* **The problem**
Your answer should be one number: how many lines below hold the word "shrub".

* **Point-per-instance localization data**
§

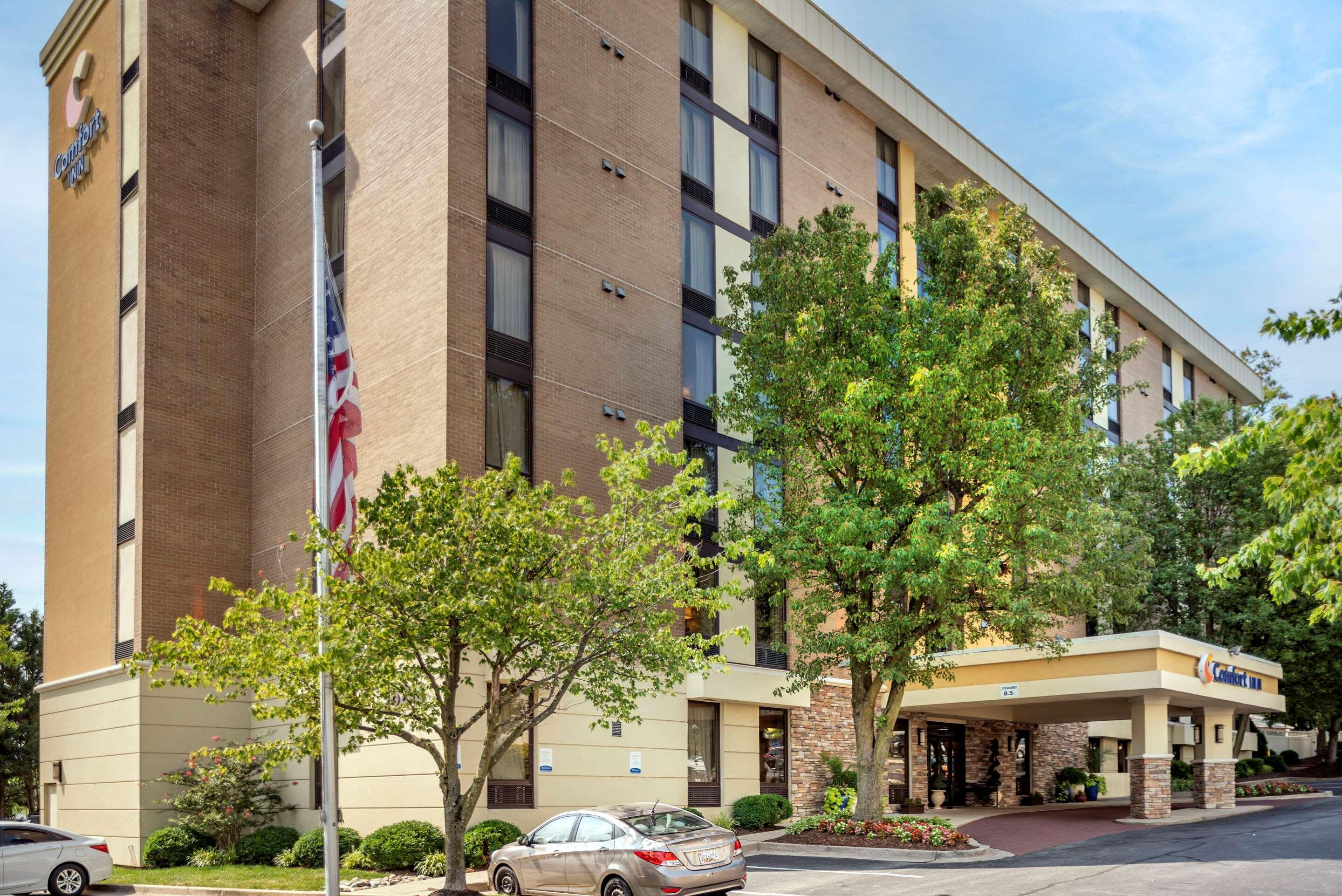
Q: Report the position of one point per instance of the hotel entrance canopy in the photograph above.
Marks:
(1100, 679)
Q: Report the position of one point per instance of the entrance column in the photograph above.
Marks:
(1213, 766)
(1149, 761)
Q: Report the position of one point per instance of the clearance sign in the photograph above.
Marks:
(1210, 671)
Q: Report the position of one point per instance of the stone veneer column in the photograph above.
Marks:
(1213, 766)
(1149, 762)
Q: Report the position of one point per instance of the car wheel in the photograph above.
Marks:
(68, 880)
(505, 882)
(616, 887)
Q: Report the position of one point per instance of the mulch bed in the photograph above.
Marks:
(821, 839)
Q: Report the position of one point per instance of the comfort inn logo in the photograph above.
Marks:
(73, 164)
(1210, 671)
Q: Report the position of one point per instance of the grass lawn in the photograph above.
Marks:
(234, 876)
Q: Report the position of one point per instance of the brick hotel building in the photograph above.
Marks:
(528, 257)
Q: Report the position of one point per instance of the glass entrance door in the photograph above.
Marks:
(946, 759)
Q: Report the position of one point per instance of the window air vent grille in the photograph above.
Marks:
(509, 218)
(692, 75)
(699, 415)
(705, 796)
(697, 301)
(694, 190)
(508, 348)
(509, 86)
(763, 124)
(761, 226)
(510, 796)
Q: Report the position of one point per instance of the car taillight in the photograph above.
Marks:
(658, 857)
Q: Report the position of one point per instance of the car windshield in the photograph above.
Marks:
(666, 823)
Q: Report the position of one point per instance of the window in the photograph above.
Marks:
(764, 83)
(697, 37)
(1023, 785)
(888, 183)
(1083, 302)
(333, 97)
(510, 38)
(559, 831)
(595, 831)
(764, 184)
(509, 178)
(508, 422)
(697, 152)
(709, 455)
(702, 756)
(697, 260)
(772, 631)
(699, 364)
(508, 305)
(774, 752)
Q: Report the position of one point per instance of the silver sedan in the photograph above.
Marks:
(62, 863)
(635, 849)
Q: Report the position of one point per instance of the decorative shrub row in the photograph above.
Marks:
(1271, 789)
(760, 811)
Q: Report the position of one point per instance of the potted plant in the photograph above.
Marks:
(938, 791)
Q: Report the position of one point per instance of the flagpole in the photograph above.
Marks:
(321, 498)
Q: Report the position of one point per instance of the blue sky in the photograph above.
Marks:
(1199, 140)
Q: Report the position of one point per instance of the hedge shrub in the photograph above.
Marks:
(309, 851)
(173, 846)
(403, 844)
(262, 846)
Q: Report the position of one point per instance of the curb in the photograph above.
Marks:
(877, 854)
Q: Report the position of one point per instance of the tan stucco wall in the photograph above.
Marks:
(82, 292)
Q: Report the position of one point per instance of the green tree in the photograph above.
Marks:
(21, 672)
(931, 445)
(225, 791)
(475, 604)
(1302, 549)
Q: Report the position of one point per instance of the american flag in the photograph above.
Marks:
(342, 419)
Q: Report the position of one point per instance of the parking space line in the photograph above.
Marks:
(833, 871)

§

* **Written response**
2